══ Provided information
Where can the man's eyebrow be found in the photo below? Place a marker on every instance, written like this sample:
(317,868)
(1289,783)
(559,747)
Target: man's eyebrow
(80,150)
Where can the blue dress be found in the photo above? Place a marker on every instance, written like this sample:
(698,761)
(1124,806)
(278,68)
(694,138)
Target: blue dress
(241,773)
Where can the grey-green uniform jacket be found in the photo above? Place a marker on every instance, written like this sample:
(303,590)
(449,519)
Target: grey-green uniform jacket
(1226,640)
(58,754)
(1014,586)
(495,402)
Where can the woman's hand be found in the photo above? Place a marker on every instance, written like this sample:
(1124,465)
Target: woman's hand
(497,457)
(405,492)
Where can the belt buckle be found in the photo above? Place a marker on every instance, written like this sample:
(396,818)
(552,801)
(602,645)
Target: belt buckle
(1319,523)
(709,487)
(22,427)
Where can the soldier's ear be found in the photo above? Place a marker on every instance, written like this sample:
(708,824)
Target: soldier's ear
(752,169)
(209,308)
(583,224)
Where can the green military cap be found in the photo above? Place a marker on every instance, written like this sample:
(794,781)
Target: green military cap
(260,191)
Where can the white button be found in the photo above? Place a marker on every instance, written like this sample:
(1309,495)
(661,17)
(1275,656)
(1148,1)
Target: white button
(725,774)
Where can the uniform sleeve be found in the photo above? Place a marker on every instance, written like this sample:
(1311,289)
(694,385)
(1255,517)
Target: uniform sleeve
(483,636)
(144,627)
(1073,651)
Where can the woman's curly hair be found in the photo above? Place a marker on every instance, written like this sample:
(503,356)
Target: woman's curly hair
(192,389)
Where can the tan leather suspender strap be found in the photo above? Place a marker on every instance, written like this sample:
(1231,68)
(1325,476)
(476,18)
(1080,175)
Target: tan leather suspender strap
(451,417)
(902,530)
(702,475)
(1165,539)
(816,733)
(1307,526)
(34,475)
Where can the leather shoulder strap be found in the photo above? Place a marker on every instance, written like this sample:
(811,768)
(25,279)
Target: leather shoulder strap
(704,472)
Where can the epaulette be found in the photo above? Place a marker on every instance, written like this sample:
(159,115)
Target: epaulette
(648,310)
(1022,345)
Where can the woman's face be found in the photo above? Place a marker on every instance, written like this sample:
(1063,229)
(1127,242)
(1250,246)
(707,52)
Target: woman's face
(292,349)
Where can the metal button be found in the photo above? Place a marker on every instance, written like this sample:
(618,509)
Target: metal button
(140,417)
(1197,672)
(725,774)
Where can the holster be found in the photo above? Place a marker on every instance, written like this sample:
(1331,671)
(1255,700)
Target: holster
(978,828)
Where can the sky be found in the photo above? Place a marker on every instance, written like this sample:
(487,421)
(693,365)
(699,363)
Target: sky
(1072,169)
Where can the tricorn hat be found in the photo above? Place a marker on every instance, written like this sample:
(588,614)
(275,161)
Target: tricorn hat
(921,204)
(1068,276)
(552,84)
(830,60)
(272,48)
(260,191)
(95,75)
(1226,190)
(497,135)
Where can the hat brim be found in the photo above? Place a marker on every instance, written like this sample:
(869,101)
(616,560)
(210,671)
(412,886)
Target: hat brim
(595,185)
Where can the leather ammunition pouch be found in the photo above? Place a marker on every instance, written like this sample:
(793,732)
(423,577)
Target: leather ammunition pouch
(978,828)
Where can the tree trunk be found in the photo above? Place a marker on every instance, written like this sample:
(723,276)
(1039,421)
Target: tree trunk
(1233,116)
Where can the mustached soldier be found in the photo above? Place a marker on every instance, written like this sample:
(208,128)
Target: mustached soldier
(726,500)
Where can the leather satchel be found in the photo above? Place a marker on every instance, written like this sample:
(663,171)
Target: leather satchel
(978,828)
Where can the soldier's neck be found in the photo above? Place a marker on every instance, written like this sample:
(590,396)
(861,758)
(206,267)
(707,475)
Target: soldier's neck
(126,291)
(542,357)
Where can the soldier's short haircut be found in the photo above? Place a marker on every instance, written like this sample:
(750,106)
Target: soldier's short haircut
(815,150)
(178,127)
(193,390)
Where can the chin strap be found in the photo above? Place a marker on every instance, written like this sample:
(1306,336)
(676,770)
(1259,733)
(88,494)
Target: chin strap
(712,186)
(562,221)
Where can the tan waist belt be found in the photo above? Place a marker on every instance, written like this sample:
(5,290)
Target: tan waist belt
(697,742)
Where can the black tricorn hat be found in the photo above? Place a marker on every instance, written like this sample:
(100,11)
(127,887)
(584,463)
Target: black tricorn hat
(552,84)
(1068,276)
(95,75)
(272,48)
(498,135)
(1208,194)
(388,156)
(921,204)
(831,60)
════
### Task goal
Exactly as written, output the material once more.

### Solution to this exercise
Where can the man's eyebrow be found in the photo below? Place a marker on every instance, written like this sample:
(317,868)
(1289,783)
(559,747)
Target: man's eyebrow
(80,150)
Where can the blue dress be found in the photo above? Place a marker on every instance, written like this sample:
(698,761)
(1124,806)
(278,68)
(694,138)
Target: blue dress
(241,773)
Where can the grey-green uniform jacket be found in the photo above? Place a marker on every instance, written like this sample:
(303,590)
(449,519)
Target: grey-green uniform jacket
(1226,640)
(58,754)
(1014,586)
(495,402)
Where can the woman's hand be found in the photo above? Place a marker on every instance, written like this sample:
(1124,465)
Target: woman's hand
(497,457)
(405,492)
Where can the belt buckle be found in the photo above? Place a marker on every instance, written like this sample:
(396,818)
(552,801)
(602,645)
Target: belt buckle
(1319,523)
(709,487)
(22,427)
Where can the soldier's ear be found in the photo above? Place a marker on every instance, written like this sample:
(708,824)
Target: soldier's ear
(752,169)
(209,308)
(583,224)
Where can the green military cap be found in the photo above? Place a marker on every instance, written like this sample:
(794,781)
Target: green military cap
(260,191)
Where can the white button be found in the photo above? Place a marker on every instance, written like this sample:
(1309,495)
(661,17)
(1275,656)
(1148,1)
Target: white button
(725,774)
Where can the uniform sleeve be found in the photo above? Place a marker on every instance, written like this sample:
(1311,289)
(694,385)
(1255,517)
Target: uniform sleeve
(483,636)
(144,627)
(1073,651)
Where can the woman's curly hair be found in the photo above? Place a marker on every instance, written like this sample:
(503,356)
Target: woman's curly hair
(192,389)
Where can the tan leather suspender strap be found in the photo above? Place a marker on every instance, written like this sample:
(1231,68)
(1325,476)
(476,18)
(1080,175)
Target: tan leather suspender strap
(451,417)
(902,530)
(702,475)
(1165,539)
(816,733)
(1307,526)
(34,475)
Where can the leather shoulder strap be found in the photo above? Place a marker on every instance, written like this sample:
(811,768)
(25,279)
Target: leather shoulder strap
(704,472)
Where can the epaulette be found in the photo above? Place a marker on every instance, written like this sample:
(159,115)
Target: epaulette
(648,310)
(1022,345)
Where can the woman's face be found in the photo above? Place a marker on every instance, written like this sample:
(1063,229)
(1127,242)
(1250,246)
(707,52)
Target: woman's face
(292,349)
Where can the metal button be found in the photo above? Place a marker on every instance, written like this sample:
(618,509)
Target: metal button
(140,417)
(1197,672)
(725,774)
Where can the holster be found in the photo above? Place a marker on every instance, written like this sample:
(1331,671)
(1255,700)
Target: holster
(978,828)
Where can the sky be found in the photo above? Place a marker on every instance, written like this sample:
(487,421)
(693,365)
(699,363)
Target: sky
(1072,169)
Where can the tricorn hat be found in the photo above? Place a marker on every instance, written like this sample:
(588,614)
(275,161)
Target: tricorn hat
(921,204)
(1068,276)
(552,84)
(830,60)
(272,48)
(260,191)
(95,75)
(1226,190)
(497,135)
Where can the hat brim be found in the photo above? Place a marker on every instance, written like this sample:
(869,101)
(616,560)
(210,671)
(412,886)
Target: hat brim
(595,185)
Where can the leather ammunition pouch be found in the photo above? Place a marker on every instance, written like this sample:
(793,732)
(423,577)
Target: leather ammunition pouch
(978,828)
Where can the tree trunk be found in the photo above? Place a marker on every instance, written like this sample:
(723,276)
(1039,421)
Target: tree trunk
(1233,116)
Where can the mustached soldier be found in the photo above? Place a marker on every instance, written like this sample:
(208,128)
Target: mustached soldier
(726,500)
Where can the leather satchel be found in the photo above? Place a marker on every instance, written like this sample:
(663,171)
Target: leather satchel
(978,828)
Where can the soldier's neck be found in the photo above? Place a marker on every instance, written like this sample:
(590,396)
(861,758)
(206,267)
(707,475)
Target: soldier's neck
(126,291)
(542,357)
Where can the soldier's short haircut be found in the photo above? Place a marker on every instance, written like this sample:
(750,106)
Target: soldier's short haircut
(815,150)
(178,127)
(193,390)
Where can the chin strap be found in the photo above? Place a marker on every instance, written like this sample:
(1306,336)
(676,770)
(1259,733)
(88,494)
Target: chin strap
(712,186)
(562,221)
Where can the tan waist belt be found in the photo above? Place a marker on every instance, written like this sample:
(5,290)
Target: tan waist belt
(697,742)
Where can the black tricorn hat be found in the photo above? Place a marker on every instance, written like this sample:
(100,11)
(127,887)
(584,463)
Target: black tricorn hat
(552,84)
(1068,276)
(95,75)
(272,48)
(498,135)
(1208,194)
(388,156)
(921,204)
(831,60)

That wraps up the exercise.